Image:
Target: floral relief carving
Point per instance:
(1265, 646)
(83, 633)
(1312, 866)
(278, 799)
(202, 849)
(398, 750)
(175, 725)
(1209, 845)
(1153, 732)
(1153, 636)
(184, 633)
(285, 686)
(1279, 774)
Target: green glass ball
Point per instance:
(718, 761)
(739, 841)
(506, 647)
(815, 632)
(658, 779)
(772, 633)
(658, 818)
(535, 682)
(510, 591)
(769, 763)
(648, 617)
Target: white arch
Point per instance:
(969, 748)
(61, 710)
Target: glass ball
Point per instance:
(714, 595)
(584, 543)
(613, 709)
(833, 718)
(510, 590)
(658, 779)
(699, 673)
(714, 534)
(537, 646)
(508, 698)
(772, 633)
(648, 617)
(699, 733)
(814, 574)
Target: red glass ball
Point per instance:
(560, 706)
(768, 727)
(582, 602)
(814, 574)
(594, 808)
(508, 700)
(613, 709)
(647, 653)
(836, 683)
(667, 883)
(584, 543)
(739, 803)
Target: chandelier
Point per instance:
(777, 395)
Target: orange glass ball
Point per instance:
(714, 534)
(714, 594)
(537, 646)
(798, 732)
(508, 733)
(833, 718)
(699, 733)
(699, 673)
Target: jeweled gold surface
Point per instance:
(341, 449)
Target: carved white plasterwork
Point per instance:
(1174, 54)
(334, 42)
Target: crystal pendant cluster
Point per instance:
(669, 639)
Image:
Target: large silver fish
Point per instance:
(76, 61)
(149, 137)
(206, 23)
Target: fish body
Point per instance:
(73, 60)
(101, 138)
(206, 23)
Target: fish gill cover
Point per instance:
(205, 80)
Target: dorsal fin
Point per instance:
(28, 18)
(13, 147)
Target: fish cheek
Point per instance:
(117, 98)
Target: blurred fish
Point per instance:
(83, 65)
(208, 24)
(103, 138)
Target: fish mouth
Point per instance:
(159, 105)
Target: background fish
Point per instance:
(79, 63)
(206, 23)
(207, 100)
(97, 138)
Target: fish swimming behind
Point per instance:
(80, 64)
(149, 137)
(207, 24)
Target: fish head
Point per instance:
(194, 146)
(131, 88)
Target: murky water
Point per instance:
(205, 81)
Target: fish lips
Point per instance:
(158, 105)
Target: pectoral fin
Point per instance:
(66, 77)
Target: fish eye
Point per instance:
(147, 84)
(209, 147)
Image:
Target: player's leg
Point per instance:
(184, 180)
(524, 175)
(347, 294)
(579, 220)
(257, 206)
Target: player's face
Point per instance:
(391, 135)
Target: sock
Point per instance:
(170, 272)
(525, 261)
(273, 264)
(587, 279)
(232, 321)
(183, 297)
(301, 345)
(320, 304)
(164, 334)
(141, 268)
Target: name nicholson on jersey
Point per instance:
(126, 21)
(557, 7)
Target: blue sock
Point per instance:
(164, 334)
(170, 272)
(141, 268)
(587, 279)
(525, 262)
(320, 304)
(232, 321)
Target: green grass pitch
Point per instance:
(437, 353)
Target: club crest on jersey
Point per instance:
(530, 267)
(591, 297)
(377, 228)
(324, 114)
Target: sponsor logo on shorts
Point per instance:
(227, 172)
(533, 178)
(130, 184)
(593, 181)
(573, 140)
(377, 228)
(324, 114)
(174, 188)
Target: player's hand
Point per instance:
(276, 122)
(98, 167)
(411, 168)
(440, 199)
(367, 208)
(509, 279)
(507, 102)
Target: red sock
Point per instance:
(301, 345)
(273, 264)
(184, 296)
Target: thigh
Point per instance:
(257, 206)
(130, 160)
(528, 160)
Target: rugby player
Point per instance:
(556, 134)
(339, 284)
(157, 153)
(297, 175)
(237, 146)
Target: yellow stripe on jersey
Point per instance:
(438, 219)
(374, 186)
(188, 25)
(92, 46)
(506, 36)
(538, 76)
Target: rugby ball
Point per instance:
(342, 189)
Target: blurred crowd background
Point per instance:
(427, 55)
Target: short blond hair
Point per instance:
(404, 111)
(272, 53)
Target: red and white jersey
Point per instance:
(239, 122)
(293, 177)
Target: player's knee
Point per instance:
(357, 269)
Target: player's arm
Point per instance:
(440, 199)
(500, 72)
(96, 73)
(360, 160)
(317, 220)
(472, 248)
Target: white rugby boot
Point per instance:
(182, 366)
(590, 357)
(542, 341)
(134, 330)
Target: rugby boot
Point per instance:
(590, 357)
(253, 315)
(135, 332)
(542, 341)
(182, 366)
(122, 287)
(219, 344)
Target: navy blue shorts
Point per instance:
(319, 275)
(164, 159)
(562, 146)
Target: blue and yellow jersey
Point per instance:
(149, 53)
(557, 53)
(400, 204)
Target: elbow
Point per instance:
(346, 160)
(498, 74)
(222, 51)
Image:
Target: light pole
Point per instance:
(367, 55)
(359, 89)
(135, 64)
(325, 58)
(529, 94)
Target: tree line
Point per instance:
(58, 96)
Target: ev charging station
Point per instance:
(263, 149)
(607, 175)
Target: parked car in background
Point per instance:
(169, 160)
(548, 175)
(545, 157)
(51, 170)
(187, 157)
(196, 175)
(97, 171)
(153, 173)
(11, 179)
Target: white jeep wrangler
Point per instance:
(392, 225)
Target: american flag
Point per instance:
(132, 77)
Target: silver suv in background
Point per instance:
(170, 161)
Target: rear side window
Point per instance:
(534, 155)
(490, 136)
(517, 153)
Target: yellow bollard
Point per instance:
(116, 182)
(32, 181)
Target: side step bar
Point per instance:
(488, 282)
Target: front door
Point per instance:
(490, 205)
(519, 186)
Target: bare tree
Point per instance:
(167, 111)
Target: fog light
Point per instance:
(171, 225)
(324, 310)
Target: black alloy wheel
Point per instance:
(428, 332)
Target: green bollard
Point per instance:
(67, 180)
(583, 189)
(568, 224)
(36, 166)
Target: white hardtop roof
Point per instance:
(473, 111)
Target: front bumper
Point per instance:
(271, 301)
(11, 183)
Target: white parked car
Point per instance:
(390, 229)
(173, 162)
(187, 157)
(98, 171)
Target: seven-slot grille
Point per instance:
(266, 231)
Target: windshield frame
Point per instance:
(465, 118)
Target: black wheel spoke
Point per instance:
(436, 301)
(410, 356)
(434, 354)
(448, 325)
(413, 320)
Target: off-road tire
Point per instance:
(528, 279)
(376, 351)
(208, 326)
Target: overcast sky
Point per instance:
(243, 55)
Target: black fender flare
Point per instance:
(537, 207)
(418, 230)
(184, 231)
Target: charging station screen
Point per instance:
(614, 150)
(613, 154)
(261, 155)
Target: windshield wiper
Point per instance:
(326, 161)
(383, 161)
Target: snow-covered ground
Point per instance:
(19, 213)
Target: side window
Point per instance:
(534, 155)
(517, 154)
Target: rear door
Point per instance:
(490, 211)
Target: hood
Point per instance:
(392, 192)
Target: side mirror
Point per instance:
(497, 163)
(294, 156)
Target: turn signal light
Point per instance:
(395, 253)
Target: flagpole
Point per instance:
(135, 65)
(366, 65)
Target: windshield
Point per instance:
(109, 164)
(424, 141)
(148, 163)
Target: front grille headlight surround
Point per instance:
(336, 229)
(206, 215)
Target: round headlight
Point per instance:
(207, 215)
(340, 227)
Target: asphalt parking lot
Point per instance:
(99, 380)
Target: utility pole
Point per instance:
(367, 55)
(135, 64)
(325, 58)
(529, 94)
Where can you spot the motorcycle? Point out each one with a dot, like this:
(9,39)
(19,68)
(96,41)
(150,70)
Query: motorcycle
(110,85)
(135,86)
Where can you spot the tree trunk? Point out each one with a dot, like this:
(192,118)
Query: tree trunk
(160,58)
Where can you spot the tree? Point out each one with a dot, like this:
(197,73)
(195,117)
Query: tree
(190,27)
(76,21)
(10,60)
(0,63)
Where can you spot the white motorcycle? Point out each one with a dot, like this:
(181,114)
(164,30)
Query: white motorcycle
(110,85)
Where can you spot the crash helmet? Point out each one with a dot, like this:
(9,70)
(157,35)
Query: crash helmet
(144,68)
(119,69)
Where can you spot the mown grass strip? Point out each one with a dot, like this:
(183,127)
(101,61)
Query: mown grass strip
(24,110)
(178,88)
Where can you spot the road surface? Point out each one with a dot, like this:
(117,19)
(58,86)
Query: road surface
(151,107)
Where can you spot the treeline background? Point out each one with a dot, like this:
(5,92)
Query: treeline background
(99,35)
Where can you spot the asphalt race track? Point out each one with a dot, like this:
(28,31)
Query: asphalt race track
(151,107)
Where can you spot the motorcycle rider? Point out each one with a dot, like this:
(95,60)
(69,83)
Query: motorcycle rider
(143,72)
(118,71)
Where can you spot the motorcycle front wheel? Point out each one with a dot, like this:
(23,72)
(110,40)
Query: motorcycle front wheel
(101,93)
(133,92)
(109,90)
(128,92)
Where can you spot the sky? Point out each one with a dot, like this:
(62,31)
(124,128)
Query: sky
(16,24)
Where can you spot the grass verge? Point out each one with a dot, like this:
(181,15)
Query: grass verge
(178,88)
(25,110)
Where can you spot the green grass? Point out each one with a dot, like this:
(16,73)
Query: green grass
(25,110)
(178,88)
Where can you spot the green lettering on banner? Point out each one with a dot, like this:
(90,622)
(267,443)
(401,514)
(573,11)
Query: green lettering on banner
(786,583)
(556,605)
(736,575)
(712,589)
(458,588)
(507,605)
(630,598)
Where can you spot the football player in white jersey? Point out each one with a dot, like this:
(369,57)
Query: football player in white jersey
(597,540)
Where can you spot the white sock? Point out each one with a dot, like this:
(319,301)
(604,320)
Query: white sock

------------

Instructions for the task
Print, from the entries above, the line with "Target: green glass ball", the line with "Target: crystal pendant cluster" and all lines between them, exactly and with nothing else.

Output of the task
Target: green glass ball
Point per instance:
(718, 761)
(739, 841)
(506, 647)
(815, 632)
(658, 779)
(772, 633)
(658, 818)
(535, 682)
(510, 591)
(769, 763)
(648, 617)
Target: white arch
Point per instance:
(969, 748)
(61, 710)
Target: glass ball
Point per instance:
(714, 595)
(584, 543)
(613, 709)
(833, 718)
(510, 590)
(658, 779)
(699, 673)
(714, 534)
(537, 646)
(508, 698)
(772, 633)
(648, 617)
(699, 733)
(814, 574)
Target: red glass ball
Point per instance:
(560, 706)
(768, 727)
(582, 602)
(814, 574)
(594, 808)
(508, 700)
(613, 709)
(647, 653)
(836, 683)
(667, 883)
(584, 543)
(739, 803)
Target: chandelier
Point per instance:
(777, 395)
Target: orange glass ball
Point per instance:
(714, 534)
(714, 594)
(537, 646)
(798, 732)
(508, 733)
(833, 718)
(699, 733)
(699, 673)
Target: jeweled gold surface
Point per instance:
(341, 449)
Target: carved white plasterwork
Point per instance:
(1174, 54)
(334, 42)
Target: crystal pendant cluster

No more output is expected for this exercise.